Text shown
:::::

## Hashing
* __hash table__: a collection of items that are stored so that it is easy to find them later on
    - lookup is O(1)
    - __slot__: each position in a hash table
    - __hash function__: maps item to a slot where it belongs
        - is an equation that takes in an item and returns a slot value for it
        - for example: you want to insert an integer 54 into the hash table. you then use a hash function: h(item) = item % 11 to return 10
        - 10 is now the hash value or the slot
    - __load factor ( $\lambda$ )__: number of items / tableSize
        - for example: if table size = 11, and 6 slots are filled up, load factor = 6 / 11

![Screen%20Shot%202020-06-21%20at%2010.14.16%20PM.png](attachment:Screen%20Shot%202020-06-21%20at%2010.14.16%20PM.png)

## Hash Functions
* goal: create a hash function that:
    - minimizes # of collisions (2+ items having the same slot)
    - easy to compute
    - evenly distributes items in the hash table

### Folding Method:
1. divide item in equal-size pieces
2. pieces are then added together
    - optional step: reverse every other piece before adding
3. then we do value % tableSize to get the hash value
***
* for example: phone #: 436-555-4601 and we split the digits up into groups of 2
* so it is now: 43 + 65 + 55 + 46 + 01 = 210
* then 210 % 11 = 1
* if we reversed: it would be 43 + 56 + 55 + 64 + 01 = 219
    - 219 % 11 = 10

### Mid-Square Method
1. square the item
2. get a part of the number
3. then do value % tableSize
***
* for example: the item is 44 so $44^{2}$ = 1936
* then you take the middle two digits so you would get 93
* then 93 % 11 = 5

![Screen%20Shot%202020-06-22%20at%208.46.32%20PM.png](attachment:Screen%20Shot%202020-06-22%20at%208.46.32%20PM.png)

:::::

Data shown
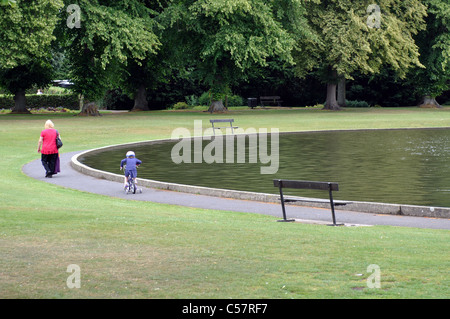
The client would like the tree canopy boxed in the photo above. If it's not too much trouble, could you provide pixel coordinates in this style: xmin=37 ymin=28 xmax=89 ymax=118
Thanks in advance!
xmin=0 ymin=0 xmax=450 ymax=111
xmin=164 ymin=0 xmax=300 ymax=110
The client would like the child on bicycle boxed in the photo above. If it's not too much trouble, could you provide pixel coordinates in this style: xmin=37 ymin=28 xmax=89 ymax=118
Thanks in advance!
xmin=120 ymin=151 xmax=142 ymax=188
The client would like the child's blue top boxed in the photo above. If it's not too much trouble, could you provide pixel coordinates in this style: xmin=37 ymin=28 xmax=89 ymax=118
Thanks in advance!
xmin=120 ymin=157 xmax=142 ymax=171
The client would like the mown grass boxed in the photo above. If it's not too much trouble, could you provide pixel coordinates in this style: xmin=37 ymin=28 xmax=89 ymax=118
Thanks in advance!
xmin=0 ymin=107 xmax=450 ymax=298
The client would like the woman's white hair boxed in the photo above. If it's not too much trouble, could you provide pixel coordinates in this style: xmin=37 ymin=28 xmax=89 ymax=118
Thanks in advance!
xmin=45 ymin=120 xmax=55 ymax=129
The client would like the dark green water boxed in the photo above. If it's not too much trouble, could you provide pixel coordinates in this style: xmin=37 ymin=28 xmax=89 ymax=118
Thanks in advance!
xmin=81 ymin=129 xmax=450 ymax=207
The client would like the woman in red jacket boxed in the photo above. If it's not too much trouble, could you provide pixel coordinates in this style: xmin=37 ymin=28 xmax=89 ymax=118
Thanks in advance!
xmin=38 ymin=120 xmax=59 ymax=178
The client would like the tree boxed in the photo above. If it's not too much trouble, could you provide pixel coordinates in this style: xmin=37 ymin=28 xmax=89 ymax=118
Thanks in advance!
xmin=164 ymin=0 xmax=299 ymax=112
xmin=295 ymin=0 xmax=425 ymax=110
xmin=0 ymin=0 xmax=63 ymax=113
xmin=59 ymin=0 xmax=160 ymax=112
xmin=409 ymin=0 xmax=450 ymax=107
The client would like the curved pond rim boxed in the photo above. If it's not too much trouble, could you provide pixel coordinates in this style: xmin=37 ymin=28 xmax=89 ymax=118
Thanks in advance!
xmin=70 ymin=127 xmax=450 ymax=219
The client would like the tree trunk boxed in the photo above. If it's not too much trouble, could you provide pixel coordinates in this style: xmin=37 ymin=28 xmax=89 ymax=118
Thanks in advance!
xmin=78 ymin=102 xmax=101 ymax=116
xmin=323 ymin=70 xmax=341 ymax=111
xmin=131 ymin=85 xmax=149 ymax=111
xmin=419 ymin=95 xmax=442 ymax=108
xmin=338 ymin=77 xmax=347 ymax=107
xmin=208 ymin=100 xmax=227 ymax=113
xmin=11 ymin=90 xmax=31 ymax=114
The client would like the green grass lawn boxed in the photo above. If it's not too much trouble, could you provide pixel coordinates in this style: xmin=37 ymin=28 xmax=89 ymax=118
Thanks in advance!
xmin=0 ymin=107 xmax=450 ymax=299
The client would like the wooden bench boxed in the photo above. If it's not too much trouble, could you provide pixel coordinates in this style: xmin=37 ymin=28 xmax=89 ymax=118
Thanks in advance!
xmin=273 ymin=179 xmax=346 ymax=226
xmin=209 ymin=119 xmax=239 ymax=135
xmin=259 ymin=96 xmax=283 ymax=106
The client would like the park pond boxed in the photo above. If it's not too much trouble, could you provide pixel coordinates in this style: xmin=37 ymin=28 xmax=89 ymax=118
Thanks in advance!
xmin=80 ymin=128 xmax=450 ymax=207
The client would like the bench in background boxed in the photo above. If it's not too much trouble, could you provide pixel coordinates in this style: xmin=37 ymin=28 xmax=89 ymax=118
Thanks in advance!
xmin=259 ymin=96 xmax=283 ymax=106
xmin=209 ymin=119 xmax=239 ymax=135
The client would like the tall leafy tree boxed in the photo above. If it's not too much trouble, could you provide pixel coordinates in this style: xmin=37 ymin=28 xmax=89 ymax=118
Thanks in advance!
xmin=0 ymin=0 xmax=63 ymax=113
xmin=165 ymin=0 xmax=299 ymax=112
xmin=59 ymin=0 xmax=160 ymax=113
xmin=295 ymin=0 xmax=426 ymax=110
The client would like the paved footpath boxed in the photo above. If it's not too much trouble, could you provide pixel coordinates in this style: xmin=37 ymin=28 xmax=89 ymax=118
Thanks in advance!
xmin=22 ymin=152 xmax=450 ymax=229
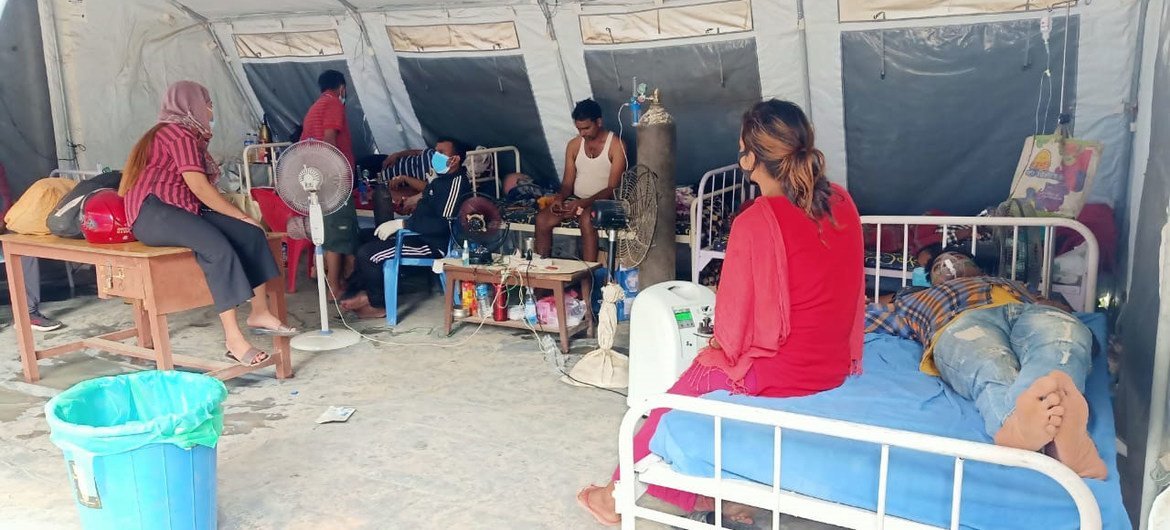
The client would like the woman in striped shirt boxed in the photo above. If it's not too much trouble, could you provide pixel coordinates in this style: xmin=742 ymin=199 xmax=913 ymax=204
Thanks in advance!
xmin=118 ymin=81 xmax=296 ymax=366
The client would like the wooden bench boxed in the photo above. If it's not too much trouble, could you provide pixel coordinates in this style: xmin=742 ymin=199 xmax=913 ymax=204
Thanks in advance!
xmin=0 ymin=234 xmax=293 ymax=383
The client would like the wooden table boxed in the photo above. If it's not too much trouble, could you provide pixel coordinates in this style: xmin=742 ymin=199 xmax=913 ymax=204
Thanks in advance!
xmin=442 ymin=260 xmax=601 ymax=353
xmin=0 ymin=234 xmax=293 ymax=383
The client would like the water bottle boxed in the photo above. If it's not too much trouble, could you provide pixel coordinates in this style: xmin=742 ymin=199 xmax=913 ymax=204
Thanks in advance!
xmin=524 ymin=288 xmax=538 ymax=325
xmin=475 ymin=283 xmax=493 ymax=317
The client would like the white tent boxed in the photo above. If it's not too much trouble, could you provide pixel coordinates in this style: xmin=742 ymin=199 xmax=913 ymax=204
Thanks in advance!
xmin=0 ymin=0 xmax=1170 ymax=521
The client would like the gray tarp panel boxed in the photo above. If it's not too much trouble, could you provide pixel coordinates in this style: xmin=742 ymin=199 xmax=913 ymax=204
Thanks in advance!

:::::

Set task
In the hashing notes, which two middle digits are taken from 1936 in the mid-square example? You won't need the entries.

Solution for this task
93